• Provided data:
========================================================================

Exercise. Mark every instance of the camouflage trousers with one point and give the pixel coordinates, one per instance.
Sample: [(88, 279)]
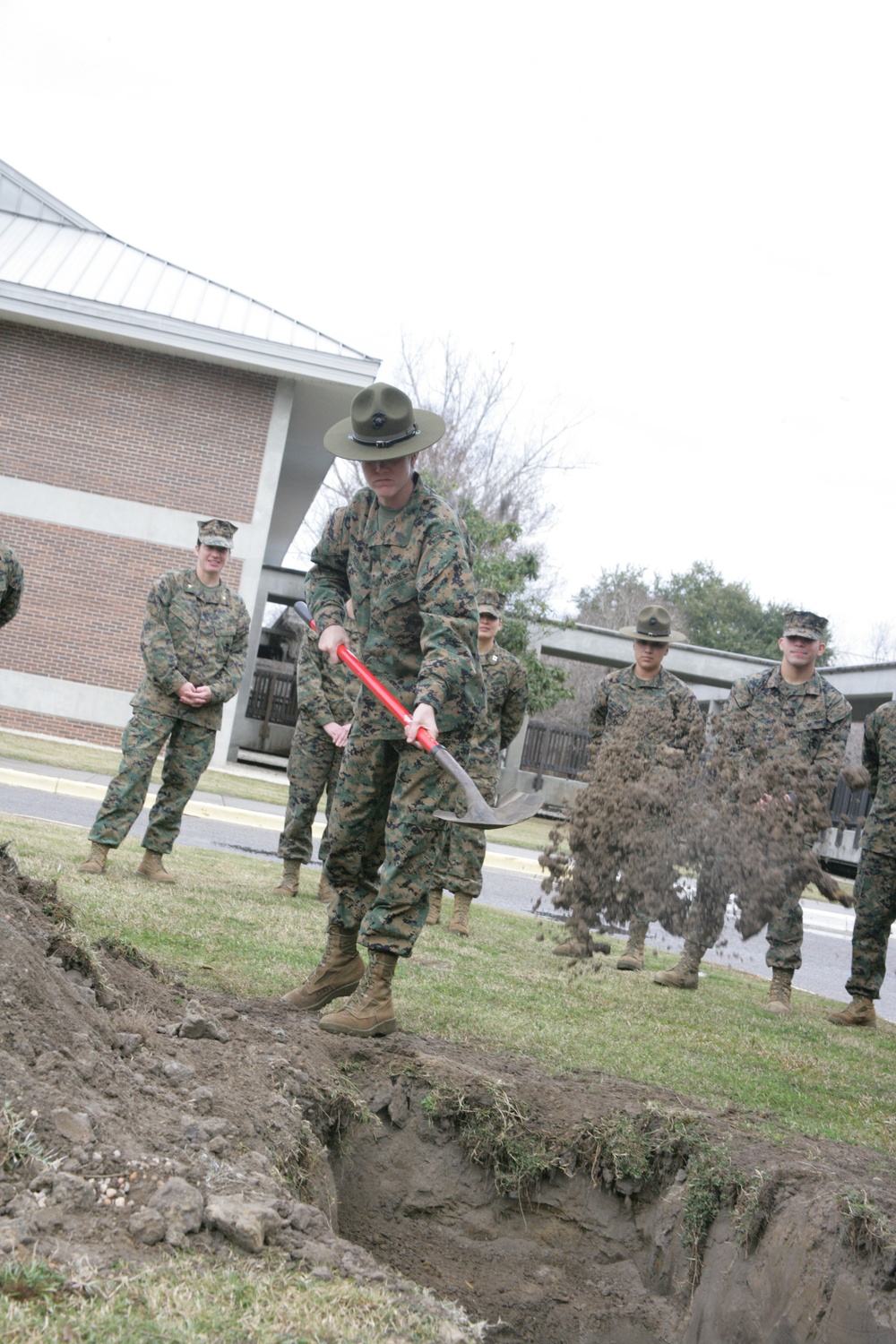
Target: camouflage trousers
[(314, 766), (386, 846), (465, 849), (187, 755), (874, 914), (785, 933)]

========================================================================

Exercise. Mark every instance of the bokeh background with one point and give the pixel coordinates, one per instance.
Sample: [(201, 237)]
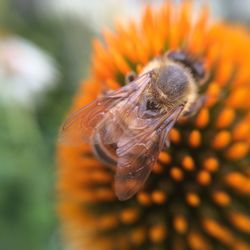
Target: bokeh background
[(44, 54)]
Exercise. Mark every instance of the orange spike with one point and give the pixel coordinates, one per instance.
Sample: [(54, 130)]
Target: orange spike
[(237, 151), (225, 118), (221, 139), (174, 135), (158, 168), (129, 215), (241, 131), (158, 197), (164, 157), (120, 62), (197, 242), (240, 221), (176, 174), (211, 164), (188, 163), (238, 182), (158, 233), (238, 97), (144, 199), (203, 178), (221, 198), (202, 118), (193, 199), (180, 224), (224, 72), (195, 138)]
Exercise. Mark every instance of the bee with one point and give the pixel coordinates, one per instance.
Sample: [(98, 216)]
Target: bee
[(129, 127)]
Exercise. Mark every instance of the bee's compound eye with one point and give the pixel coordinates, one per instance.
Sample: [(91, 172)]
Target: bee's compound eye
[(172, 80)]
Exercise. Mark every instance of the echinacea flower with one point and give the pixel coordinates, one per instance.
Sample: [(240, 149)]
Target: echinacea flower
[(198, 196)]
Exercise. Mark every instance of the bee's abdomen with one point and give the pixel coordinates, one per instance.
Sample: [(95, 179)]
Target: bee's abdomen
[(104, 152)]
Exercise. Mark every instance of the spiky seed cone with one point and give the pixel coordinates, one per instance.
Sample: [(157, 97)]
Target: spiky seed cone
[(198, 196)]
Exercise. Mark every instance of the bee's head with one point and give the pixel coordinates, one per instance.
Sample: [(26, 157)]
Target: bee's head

========================================================================

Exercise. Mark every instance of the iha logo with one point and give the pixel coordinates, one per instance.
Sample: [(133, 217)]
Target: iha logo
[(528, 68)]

========================================================================

• Problem to work on:
Looking over the records, find each line with the word "head" and copy it.

• Response area:
Exercise. Mark every instance of the bee's head with one point and give the pixel coordinates, one per instance.
Target: bee's head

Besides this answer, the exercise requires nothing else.